### STATED PROBLEM 1:
Can you duplicate, character for character, the lines of the records starting with the line containing "Point out the chair backrest" and going on through the line containing "x=224, y=195", giving only those lines?
++++ TEXT PROVIDED ++++
Not sure how much it'd cost you to get started building a mill and all that, but why not do it on the side and keep your job. Mill and all that in your free time and put ads on craigslist and see where it goes from there. As long as it's affordable with your job, worst case you'll be milling your own lumber to use, but I'd bet you'd be able to sell it pretty easy. The only negative I see about doing it, without a kiln, waiting for it to air dry to sell it will be a pain. Then if you're going the air dried route, being able to store a bunch of lumber and keep on milling for when it's ready to sell and have a constant flow of it. Funny my buddy texted me tonight seeing if I wanted to go in half on a woodmizer lt30 that's for sale locally for a little under $9k with low hours. Looked like a pretty good deal but we plan on building a house this year and aint got money to blow or I probably would go in.


----------



## wmerritt76 (Dec 15, 2015)

I have not even considered giving up my job to do this. I originally only wanted to do it as a hobby but figured if I could make a few bucks at it I would try. Sounds like between the drying and the build it might be unfair to the family for me to pour a ton of time into.


----------



## 716 (Nov 22, 2015)

I see some people sell lumber on ebay. Where I live the wood is expensive. For example s2s hard maple sells $6 bf . If you have access to good shipping company you can be successful and depend less on lical market.


----------



## dhazelton (Feb 11, 2012)

Buy this and take it to people's site.

https://jackson.craigslist.org/fod/5367605911.html


----------



## splatman (Jul 27, 2014)

> Funny my buddy texted me tonight seeing if I wanted to go in half on a woodmizer lt30 that s for sale locally for a little under $9k with low hours. Looked like a pretty good deal but we plan on building a house this year and aint got money to blow or I probably would go in.
> 
> - Gixxerjoe04


With the Woodmizer, you could mill all the lumber you need for your house. Then sell the Woodmizer and any excess wood, and you wood be all set.


----------



## ArlinEastman (May 22, 2011)

Will

If you are wanting to sell it depends on where you live and how many others are doing it around you and demand of people buying.

Me personally I want one so it will save me and those I teach saving money since I can not afford buying it.

So check out what I said and make the determination of it is possible or not for you.


----------
++++ SUPPLIED MATERIAL ++++
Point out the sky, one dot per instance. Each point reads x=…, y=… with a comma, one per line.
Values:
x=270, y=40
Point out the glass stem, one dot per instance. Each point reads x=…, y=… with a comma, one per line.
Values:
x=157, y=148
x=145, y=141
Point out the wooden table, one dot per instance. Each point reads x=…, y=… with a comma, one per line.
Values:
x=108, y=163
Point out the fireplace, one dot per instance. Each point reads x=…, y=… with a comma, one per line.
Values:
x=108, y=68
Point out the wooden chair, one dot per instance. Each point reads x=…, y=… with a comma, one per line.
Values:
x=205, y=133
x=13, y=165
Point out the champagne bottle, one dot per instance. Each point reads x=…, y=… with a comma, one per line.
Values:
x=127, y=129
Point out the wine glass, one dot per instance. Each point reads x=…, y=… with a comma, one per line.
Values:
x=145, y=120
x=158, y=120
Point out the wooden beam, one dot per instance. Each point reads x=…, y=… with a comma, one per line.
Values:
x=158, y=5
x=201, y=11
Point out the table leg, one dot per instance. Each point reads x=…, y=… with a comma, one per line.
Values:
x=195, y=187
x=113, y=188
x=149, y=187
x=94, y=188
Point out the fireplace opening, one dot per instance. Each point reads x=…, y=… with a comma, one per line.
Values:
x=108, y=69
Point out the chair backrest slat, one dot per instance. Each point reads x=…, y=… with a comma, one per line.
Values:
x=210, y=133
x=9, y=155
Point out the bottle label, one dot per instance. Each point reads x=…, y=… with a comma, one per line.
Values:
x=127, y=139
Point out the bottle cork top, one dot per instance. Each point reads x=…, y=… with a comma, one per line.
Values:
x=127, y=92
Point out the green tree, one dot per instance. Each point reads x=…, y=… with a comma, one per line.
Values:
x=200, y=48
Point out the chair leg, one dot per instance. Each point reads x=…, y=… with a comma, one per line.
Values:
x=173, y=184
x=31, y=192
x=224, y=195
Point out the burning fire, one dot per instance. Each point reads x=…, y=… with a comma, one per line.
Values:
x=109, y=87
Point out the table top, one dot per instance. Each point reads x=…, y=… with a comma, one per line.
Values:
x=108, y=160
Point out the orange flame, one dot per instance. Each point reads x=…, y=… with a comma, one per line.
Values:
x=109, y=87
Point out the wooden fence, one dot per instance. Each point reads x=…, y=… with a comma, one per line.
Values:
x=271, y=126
++++
### STATED PROBLEM 2:
Will you set down, word for word, the part of the sawmill forum thread starting with "With the Woodmizer, you" and going on through "(May 22, 2011)"?

### EXPECTED ANSWER 1:
Point out the chair backrest slat, one dot per instance. Each point reads x=…, y=… with a comma, one per line.
Values:
x=210, y=133
x=9, y=155
Point out the bottle label, one dot per instance. Each point reads x=…, y=… with a comma, one per line.
Values:
x=127, y=139
Point out the bottle cork top, one dot per instance. Each point reads x=…, y=… with a comma, one per line.
Values:
x=127, y=92
Point out the green tree, one dot per instance. Each point reads x=…, y=… with a comma, one per line.
Values:
x=200, y=48
Point out the chair leg, one dot per instance. Each point reads x=…, y=… with a comma, one per line.
Values:
x=173, y=184
x=31, y=192
x=224, y=195

### EXPECTED ANSWER 2:
With the Woodmizer, you could mill all the lumber you need for your house. Then sell the Woodmizer and any excess wood, and you wood be all set.


----------



## ArlinEastman (May 22, 2011)